start Dataset records

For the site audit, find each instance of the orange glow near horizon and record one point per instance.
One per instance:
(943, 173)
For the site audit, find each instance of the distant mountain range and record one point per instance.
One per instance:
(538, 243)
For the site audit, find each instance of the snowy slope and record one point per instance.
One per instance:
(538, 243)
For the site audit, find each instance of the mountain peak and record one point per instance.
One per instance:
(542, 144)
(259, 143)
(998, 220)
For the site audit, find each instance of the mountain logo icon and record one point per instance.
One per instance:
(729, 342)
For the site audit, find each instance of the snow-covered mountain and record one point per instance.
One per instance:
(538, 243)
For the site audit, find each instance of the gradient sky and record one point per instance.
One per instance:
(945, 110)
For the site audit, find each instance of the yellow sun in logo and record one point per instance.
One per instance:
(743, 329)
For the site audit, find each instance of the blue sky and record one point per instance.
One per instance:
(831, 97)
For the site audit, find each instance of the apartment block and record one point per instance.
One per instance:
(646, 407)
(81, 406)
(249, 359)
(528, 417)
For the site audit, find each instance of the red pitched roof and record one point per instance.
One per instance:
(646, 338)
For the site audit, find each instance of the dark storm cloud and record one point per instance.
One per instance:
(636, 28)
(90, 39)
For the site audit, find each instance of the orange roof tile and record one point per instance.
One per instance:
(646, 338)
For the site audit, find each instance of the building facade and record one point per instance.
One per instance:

end Dataset records

Task brief:
Reproduce everything from the line containing "For the site audit, find each instance of the mountain peak" down to the end of the material, word for word.

Solution to this exercise:
For the site audit, find each instance of the mountain peak and record one point per instance.
One per instance:
(542, 144)
(259, 143)
(998, 220)
For the site audit, find each instance of the mountain logo icon and record one point per instance.
One per instance:
(729, 342)
For the site audit, find each instance of the snow-covered mountain and record one point per instance.
One per instance:
(538, 243)
For the site audit, find each instance of the gradient sky and record one point per instance.
One per instance:
(945, 110)
For the site audit, find each instance of the yellow sun in logo and record one point per instance.
One per instance:
(743, 329)
For the site audit, find each instance of the blue sky and record one point per instance.
One per instance:
(831, 97)
For the site audit, find each instance of the apartment block and record one point per instance.
One per instance:
(646, 407)
(81, 406)
(249, 359)
(528, 417)
For the site audit, find each instance of the red pitched roof and record one point per instance.
One per instance:
(646, 338)
For the site audit, find each instance of the dark storm cloud and record one point per instance.
One per instance:
(636, 28)
(90, 39)
For the site audit, find each instance of the orange roof tile and record one point per instance.
One per instance:
(646, 338)
For the site audit, find each instance of the building facade and record one point per instance.
One per instance:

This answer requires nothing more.